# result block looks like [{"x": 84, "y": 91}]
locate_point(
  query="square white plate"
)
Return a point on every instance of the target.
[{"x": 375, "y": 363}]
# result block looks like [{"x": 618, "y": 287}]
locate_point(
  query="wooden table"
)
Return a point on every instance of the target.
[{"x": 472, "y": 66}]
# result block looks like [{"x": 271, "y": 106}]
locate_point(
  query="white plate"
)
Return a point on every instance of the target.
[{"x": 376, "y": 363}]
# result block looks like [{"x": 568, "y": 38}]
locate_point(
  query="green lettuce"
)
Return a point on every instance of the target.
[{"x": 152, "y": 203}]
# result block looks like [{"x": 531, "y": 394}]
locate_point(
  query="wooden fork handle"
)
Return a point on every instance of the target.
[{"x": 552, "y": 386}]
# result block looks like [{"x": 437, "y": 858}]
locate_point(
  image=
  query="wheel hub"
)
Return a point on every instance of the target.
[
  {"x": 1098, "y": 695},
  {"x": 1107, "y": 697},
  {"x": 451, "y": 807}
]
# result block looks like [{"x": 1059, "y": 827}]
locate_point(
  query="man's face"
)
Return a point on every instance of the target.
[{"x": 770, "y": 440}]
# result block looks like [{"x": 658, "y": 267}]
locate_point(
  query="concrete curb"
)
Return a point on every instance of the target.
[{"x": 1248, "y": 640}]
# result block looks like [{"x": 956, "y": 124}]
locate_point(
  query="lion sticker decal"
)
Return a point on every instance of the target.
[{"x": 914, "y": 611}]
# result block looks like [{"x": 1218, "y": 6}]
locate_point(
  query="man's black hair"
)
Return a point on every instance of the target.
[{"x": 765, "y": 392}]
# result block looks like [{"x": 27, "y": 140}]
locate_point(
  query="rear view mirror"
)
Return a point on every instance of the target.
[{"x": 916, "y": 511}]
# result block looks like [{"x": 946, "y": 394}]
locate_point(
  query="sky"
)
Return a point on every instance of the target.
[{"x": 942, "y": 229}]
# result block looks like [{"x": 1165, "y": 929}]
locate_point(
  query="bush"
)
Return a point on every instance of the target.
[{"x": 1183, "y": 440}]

# # #

▶ [Exercise aim] Your task is to extract all of the records exactly.

▶ [Answer to the task]
# result block looks like [{"x": 84, "y": 91}]
locate_point(
  query="square white plate"
)
Return a point on every instance of the target.
[{"x": 375, "y": 363}]
# result block looks like [{"x": 618, "y": 287}]
locate_point(
  query="wooden table"
)
Return a point on every instance of the target.
[{"x": 472, "y": 66}]
# result block looks like [{"x": 271, "y": 106}]
locate_point(
  query="white plate"
)
Return a point on every instance of the target.
[{"x": 376, "y": 363}]
# result block looks like [{"x": 568, "y": 38}]
locate_point(
  query="green lettuce"
)
Return a point on every instance of the target.
[{"x": 152, "y": 203}]
# result block looks like [{"x": 531, "y": 394}]
locate_point(
  query="wooden fork handle"
)
Return a point on every instance of the target.
[{"x": 552, "y": 386}]
# result block looks like [{"x": 437, "y": 858}]
locate_point(
  image=
  query="wheel hub"
)
Return a point on every instance of the target.
[
  {"x": 1098, "y": 695},
  {"x": 1107, "y": 697},
  {"x": 451, "y": 807}
]
# result block looks like [{"x": 1059, "y": 827}]
locate_point(
  query="man's face"
)
Return a point on every instance of the target.
[{"x": 770, "y": 440}]
# result block looks like [{"x": 658, "y": 267}]
locate_point(
  query="concrete curb"
)
Return a point on every instance of the target.
[{"x": 1248, "y": 640}]
# result block looks like [{"x": 956, "y": 124}]
locate_point(
  query="lion sticker decal"
)
Return a point on every instance of the target.
[{"x": 914, "y": 611}]
# result block looks like [{"x": 1218, "y": 6}]
locate_point(
  query="man's black hair"
)
Return a point on every instance of the target.
[{"x": 765, "y": 392}]
# result block looks like [{"x": 27, "y": 140}]
locate_point(
  query="rear view mirror"
)
Return a point on every instance of the target.
[{"x": 916, "y": 511}]
# result block looks like [{"x": 946, "y": 394}]
locate_point(
  query="sky"
)
Return a point on every instance of the target.
[{"x": 942, "y": 229}]
# result block looks like [{"x": 1165, "y": 929}]
locate_point(
  query="bush"
)
Return a point on every instance of the target.
[{"x": 1183, "y": 440}]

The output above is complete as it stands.